» **Testo di studio**

Il neuropsichiatra dell’infanzia Stefano Vicari spiega i rischi dell’utilizzo di social e internet da parte di giovani in età inferiore ai 12 anni.
Lasciare i propri bambini da soli e con la piena libertà di navigare su internet e sui social network attraverso uno smartphone? Mai. A consigliarlo ai genitori è il responsabile di Neuropsichiatria dell’Infanzia e dell’Adolescenza dell’ospedale pediatrico Bambino Gesù di Roma, Stefano Vicari, che in un’intervista al quotidiano La Repubblica prova ad offrire il proprio punto di vista ed il proprio contributo a partire dalla drammatica vicenda di Antonella Sicomero, la bambina di 10 anni morta a Palermo probabilmente a causa di una sfida raccolta attraverso il social Tik Tok.
“Un genitore lascerebbe mai un bambino attraversare la strada da solo a 10 anni? Per il cellulare vale la stessa regola“, spiega Vicari, ricorrendo ad una metafora forte tanto quanto chiara. “Tutti noi adulti dobbiamo essere consapevoli che nella maggior parte dei casi le letture e le interpretazioni che un bambino dà di ciò che vede sui social sono dannose“, prosegue ancora il neuropsichiatra, che sottolinea come – per i genitori con figli ancora piccoli – la raccomandazione sia “sempre la stessa: verificare l’uso che i bambini fanno degli smartphone“. Senza lasciare loro piena libertà di muoversi nella rete, dove messaggi e comunicazioni fuorvianti e pericolosi possono essere all’ordine del giorno. “Negli Usa le linee guida dei pediatri richiedono che i bambini non vedano la televisione da soli prima dei 5 anni e non utilizzino uno smartphone prima dei 12. Le insidie sono reali e sconosciute per noi adulti“, dice ancora Vicari.
In questi giorni, la vicenda di Palermo ha scatenato una miriade di commenti e valutazioni, spesso affrettate e non sufficientemente documentate – oltre che quasi sempre poco rispettose del dolore dei familiari della piccola Antonella. “Non possiamo dire che i social siano la causa dell’autolesionismo“, precisa il medico del Bambino Gesù, “ma possono diventare strumento se non veicolo. Tra i giovani che vengono in cura da noi abbiamo registrato tanti casi di emulazione nati proprio dai social o più in generale da internet e ragazzi che si confrontano su quanti tagli si sono fatti sul corpo“.

» **Elenco dei dati**
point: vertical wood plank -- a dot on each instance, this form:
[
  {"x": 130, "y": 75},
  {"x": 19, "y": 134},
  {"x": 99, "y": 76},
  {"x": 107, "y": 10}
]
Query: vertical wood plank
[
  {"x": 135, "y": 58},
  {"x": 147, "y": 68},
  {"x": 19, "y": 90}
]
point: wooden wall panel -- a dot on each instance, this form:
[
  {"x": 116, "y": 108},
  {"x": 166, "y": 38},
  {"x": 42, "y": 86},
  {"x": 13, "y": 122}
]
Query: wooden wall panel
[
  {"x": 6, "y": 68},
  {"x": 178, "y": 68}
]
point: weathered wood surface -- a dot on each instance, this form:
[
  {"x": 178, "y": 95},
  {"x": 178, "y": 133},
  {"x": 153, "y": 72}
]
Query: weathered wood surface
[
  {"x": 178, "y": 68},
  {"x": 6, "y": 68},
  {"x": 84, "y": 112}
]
--
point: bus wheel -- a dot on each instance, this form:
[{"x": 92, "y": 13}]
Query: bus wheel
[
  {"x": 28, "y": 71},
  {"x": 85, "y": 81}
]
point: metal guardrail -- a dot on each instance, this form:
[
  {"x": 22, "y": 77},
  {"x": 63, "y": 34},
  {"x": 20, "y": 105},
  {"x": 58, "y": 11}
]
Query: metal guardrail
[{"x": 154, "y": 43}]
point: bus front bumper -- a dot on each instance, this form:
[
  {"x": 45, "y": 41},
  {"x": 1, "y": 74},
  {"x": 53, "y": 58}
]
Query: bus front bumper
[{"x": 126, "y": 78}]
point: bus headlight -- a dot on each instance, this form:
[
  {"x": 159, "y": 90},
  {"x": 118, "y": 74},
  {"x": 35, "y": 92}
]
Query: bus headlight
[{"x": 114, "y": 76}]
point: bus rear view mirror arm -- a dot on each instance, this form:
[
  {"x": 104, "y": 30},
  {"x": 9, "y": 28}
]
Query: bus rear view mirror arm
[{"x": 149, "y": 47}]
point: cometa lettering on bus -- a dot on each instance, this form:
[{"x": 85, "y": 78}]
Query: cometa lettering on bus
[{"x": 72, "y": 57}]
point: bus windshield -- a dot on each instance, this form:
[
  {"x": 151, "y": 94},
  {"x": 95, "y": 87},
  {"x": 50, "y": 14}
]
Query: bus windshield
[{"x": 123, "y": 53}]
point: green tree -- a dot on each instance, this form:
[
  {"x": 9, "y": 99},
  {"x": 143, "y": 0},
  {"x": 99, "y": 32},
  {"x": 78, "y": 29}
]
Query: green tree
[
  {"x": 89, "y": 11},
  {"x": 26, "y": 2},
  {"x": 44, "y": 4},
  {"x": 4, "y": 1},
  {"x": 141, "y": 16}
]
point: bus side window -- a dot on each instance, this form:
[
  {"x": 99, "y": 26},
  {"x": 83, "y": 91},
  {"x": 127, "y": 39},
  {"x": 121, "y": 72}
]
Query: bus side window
...
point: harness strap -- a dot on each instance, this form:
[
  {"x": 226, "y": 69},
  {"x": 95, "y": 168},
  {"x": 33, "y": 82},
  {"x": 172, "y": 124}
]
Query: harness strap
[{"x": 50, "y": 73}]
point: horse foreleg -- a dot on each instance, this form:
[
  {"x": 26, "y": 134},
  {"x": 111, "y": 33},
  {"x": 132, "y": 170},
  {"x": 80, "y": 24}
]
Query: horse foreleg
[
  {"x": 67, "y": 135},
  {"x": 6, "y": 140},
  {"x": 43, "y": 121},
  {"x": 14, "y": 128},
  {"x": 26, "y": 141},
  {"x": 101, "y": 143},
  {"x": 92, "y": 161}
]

» **Compiti assegnati**
A – Indichi se ciascuna affermazione concorda con l'articolo sui rischi dei social per i bambini, rispondendo sì o no e citando alla lettera le parole che lo decidono.
(i) Stefano Vicari è responsabile di Neuropsichiatria dell'Infanzia e dell'Adolescenza all'ospedale Bambino Gesù di Roma.
(ii) Secondo Vicari, i social sono la causa dell'autolesionismo.
(iii) Negli Stati Uniti le linee guida dei pediatri sconsigliano l'uso dello smartphone prima dei 12 anni.
B – Risponda in breve alle seguenti domande sull'articolo sui rischi dei social per i bambini.
(i) A quale quotidiano Vicari ha rilasciato l'intervista?
(ii) Quanti anni aveva Antonella Sicomero?
(iii) Prima di quale età, secondo le linee guida dei pediatri statunitensi, i bambini non dovrebbero guardare la televisione da soli?
C – Prosegua l'articolo sui rischi dei social per i bambini, ripartendo dopo l'ultima frase riportata.

» **Risposte ai compiti**
A –
(i) Sì: "il responsabile di Neuropsichiatria dell’Infanzia e dell’Adolescenza dell’ospedale pediatrico Bambino Gesù di Roma, Stefano Vicari"
(ii) No: "Non possiamo dire che i social siano la causa dell’autolesionismo"
(iii) Sì: "non utilizzino uno smartphone prima dei 12"

B –
(i) La Repubblica.
(ii) 10 anni.
(iii) Prima dei 5 anni.

C –
Ad aggravare ulteriormente i pericoli e le insidie che, potenzialmente, la rete nasconde per le fasce più giovani della popolazione, è arrivata la pandemia, con le pesanti limitazioni alla libertà di movimento: più tempo passato in casa si traduce, nella stragrande maggioranza dei casi, in più tempo passato su internet e sui social: “Abbiamo registrato che l’uso dei cellulari e dei social è aumentato tantissimo in questi mesi“, conferma Vicari. “Molti nostri giovani pazienti ci raccontano che in questo periodo trascorrono ore intere sui social e questo ha un effetto dannoso sulla loro psiche“.
In generale, spiega ancora il neuropsichiatra, l’autolesionismo è un fenomeno particolarmente diffuso tra i giovani, tanto da riguardare in media un ragazzo su quatto, in Europa: “Il 25% dei giovani europei e il 20% degli italiani lo pratica. Per molti di loro la causa primaria è la depressione, ma anche l’angoscia, la noia, e il desiderio smodato di adrenalina“.
Tutti elementi amplificati dal difficile contesto imposto dalla crisi pandemica e che possono trovare, sui social network, canali di diffusione potentissimi, rendendo ancor più alto il rischio di emulazione. E probabilmente non è un caso che anche alcuni giganti della tecnologia – che proprio grazie allo sviluppo di internet e dei social network hanno costruito imperi economici – adottino regole ferree quando si tratta di regolamentare l’utilizzo di questi strumenti da parte dei loro figli. E’ il caso di Bill Gates, fondatore di Microsoft, che, come dichiarato in un’intervista a The Mirror, spiega di aver fissato orari in cui ai suoi ragazzi è sempre proibito l’utilizzo di dispositivi elettronici – durante i pasti e prima di andare a dormire. Inoltre, Gates non ha permesso ai propri figli “di utilizzarli prima dei 14 anni, nonostante si siano sempre lamentati di non essere ‘al passo’ con gli altri compagni“.